→ **Texte proposé**
Pharmacien maître de conférences en pratique officinale au sein du département Pharmacie à l’université d’Angers, Arthur Piraux est un des rares pharmaciens adjoints à avoir intégré une unité de recherche dédiée aux soins primaires. Enseignant-chercheur et officinal, il conjugue pratique et théorie et se nourrit du terrain pour développer la recherche. En gardant toujours en ligne de mire un double objectif : améliorer la prise en charge des patients et contribuer à l’évolution du métier de pharmacien d'officine.
Le Quotidien du pharmacien.- En quoi consiste l’enseignement en pratique officinale ?

→ **Données du corpus**
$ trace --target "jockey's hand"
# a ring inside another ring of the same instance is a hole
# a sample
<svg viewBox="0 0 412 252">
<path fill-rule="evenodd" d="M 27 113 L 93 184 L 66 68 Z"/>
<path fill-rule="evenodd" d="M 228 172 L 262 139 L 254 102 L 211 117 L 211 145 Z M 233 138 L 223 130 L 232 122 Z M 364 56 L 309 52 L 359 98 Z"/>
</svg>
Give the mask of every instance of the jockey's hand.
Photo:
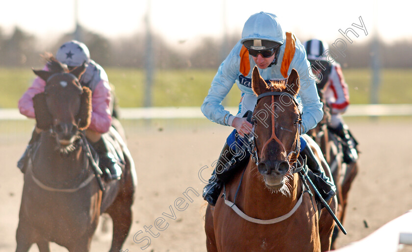
<svg viewBox="0 0 412 252">
<path fill-rule="evenodd" d="M 252 128 L 253 126 L 252 123 L 247 121 L 246 117 L 235 116 L 232 122 L 232 127 L 236 129 L 239 135 L 243 137 L 245 134 L 249 135 L 252 132 Z"/>
</svg>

→ **Exercice**
Selon le texte proposé, au sein de quel département de l'université d'Angers Arthur Piraux est-il maître de conférences ?

→ **Réponse**
Au sein du département Pharmacie.